What the task requires: What is needed is an exact transcription of every entry below, with the pictures left out.

Start of Data for analysis

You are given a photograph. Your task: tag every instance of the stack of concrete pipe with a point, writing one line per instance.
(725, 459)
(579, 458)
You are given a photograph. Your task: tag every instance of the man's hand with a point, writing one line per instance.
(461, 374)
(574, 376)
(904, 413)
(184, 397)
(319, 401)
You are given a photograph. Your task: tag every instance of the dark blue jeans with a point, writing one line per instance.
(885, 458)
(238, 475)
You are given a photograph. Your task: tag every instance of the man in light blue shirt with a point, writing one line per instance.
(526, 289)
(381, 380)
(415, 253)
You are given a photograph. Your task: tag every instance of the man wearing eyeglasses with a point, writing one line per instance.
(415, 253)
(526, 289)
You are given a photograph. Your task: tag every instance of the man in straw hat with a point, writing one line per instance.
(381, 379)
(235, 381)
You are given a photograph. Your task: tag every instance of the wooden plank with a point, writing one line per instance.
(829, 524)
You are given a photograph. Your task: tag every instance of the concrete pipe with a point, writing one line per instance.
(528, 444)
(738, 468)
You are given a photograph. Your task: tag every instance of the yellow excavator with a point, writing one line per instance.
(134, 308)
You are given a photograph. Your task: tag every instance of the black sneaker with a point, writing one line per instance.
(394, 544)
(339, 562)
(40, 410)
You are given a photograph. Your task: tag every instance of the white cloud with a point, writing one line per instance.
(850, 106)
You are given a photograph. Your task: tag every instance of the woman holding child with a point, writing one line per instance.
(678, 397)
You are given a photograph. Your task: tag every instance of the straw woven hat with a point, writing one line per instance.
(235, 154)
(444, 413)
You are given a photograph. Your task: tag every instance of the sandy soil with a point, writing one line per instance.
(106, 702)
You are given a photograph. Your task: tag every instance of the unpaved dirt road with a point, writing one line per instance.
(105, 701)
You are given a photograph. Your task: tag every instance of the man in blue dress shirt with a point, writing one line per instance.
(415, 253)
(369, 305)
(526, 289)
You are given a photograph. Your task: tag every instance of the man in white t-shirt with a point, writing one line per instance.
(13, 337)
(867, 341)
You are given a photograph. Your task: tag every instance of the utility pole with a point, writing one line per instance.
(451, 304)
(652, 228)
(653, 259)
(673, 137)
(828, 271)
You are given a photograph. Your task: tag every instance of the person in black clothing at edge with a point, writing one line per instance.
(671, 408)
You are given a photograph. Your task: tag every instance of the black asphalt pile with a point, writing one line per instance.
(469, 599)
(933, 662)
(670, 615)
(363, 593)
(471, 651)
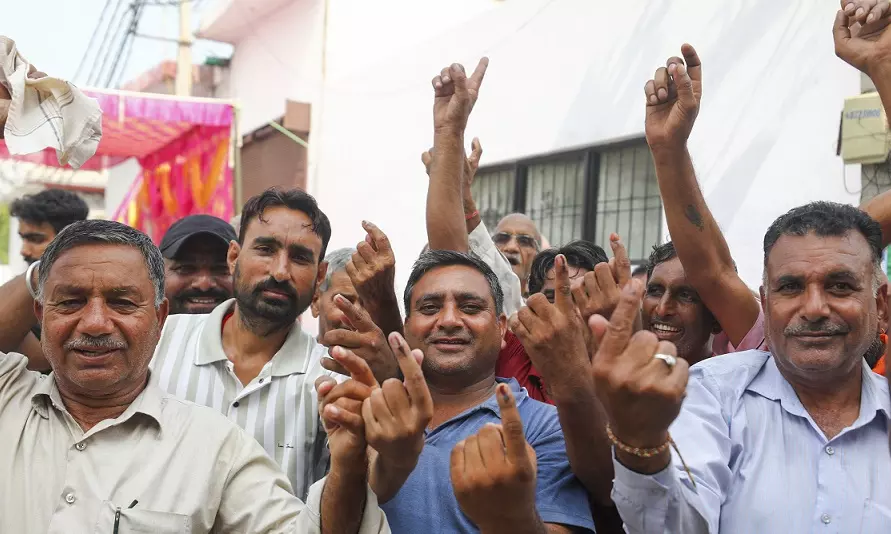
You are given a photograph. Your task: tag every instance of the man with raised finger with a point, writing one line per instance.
(695, 298)
(391, 416)
(454, 315)
(823, 295)
(249, 358)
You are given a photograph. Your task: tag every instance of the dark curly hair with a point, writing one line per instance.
(57, 207)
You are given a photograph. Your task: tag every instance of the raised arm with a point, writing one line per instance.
(866, 46)
(17, 314)
(673, 97)
(455, 96)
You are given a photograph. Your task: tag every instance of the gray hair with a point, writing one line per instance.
(107, 232)
(337, 260)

End of Data for analysis

Solution to the exercise:
You are given a photograph. Your task: tag every instance of the stack of concrete pipe with a point, writing one line per instance.
(725, 459)
(579, 458)
You are given a photograph. Your task: tag every instance of the man's hand with a point, writing one line per instance.
(461, 374)
(574, 376)
(904, 413)
(184, 397)
(319, 401)
You are given a photograph. Your task: tag every instance of the dark blue jeans with a point, writing one line per instance.
(885, 458)
(238, 475)
You are given a photograph. Your task: tag every instance of the man in light blue shirt with a point, writing one line per instance.
(526, 289)
(381, 380)
(415, 253)
You are given a photograph. Your task: tag every instance of the man wearing eyeglasses with a point, writing one line per instance.
(415, 253)
(526, 289)
You are given a photograph. Your task: tag every instance of the man in straw hat with a point, writing one line per instance.
(381, 379)
(235, 381)
You are given a photograph. Your task: tag every instance of the wooden plank with a point, writing one line per instance.
(829, 524)
You are given a photograph. Your task: tag every instance of the concrete pipe with a point, writing one line per instance.
(528, 444)
(738, 468)
You are given a photograph. Your task: tag every instance of the yellow excavator with a point, writing one line per instance.
(134, 308)
You are given a photograph. Your task: tag every instance of the black sneaker with a point, writing one line per instance.
(394, 544)
(339, 562)
(40, 410)
You are given a photograph. Your task: tag every instance of the white cloud with a point, writing one line per instance.
(850, 106)
You are given a photograph. Your task: tag every instance of the woman holding child with a point, writing one line per instance.
(678, 397)
You are given a photograph. Your task: tag every instance of the straw woven hat with a point, writing one line per instance.
(235, 154)
(444, 413)
You are given a photograph. Your task: tag every instance of the sandy soil with a point, writing one line per instance.
(106, 702)
You are given a photograph. Your task: tag every instance of the unpaved dirt road with a point, writing one line per instance.
(105, 701)
You are given a photograph. Your task: tag every instance of the man in blue dress shirt with a point, writing one line per instance.
(415, 253)
(369, 305)
(526, 289)
You are given a photograph. Your task: tag every instance of the man in white t-shirt with a point, writing one line per instance.
(13, 337)
(867, 341)
You are given a photograph. Your task: tag every instance of the utility pole with a point, writing one line per instance.
(451, 304)
(652, 228)
(653, 259)
(673, 137)
(828, 271)
You are given a photograph. Your task: tag every instance of the person in black clothing at edge with a point, writing one line per instance.
(671, 408)
You are given a photograph. Your task: tag every instance of the black asphalt pile with a point, writing one line per instance.
(469, 599)
(933, 662)
(670, 615)
(363, 593)
(471, 651)
You are given a photograph. Your task: tag every instance of the man with raised finger with a point, writing one line per instance.
(695, 298)
(391, 416)
(454, 315)
(823, 295)
(249, 358)
You are given a photograph. Your task: tag every instance of the dark curly hair with a point, writing one line per instance.
(57, 207)
You are given a photograph. Your task: tag every instance of the raised arm with a point, writing one line per instance.
(866, 46)
(17, 314)
(673, 97)
(455, 96)
You are given a photograph. Your task: tag every instance of the gray hair with a point, writing one line per instance.
(107, 232)
(337, 260)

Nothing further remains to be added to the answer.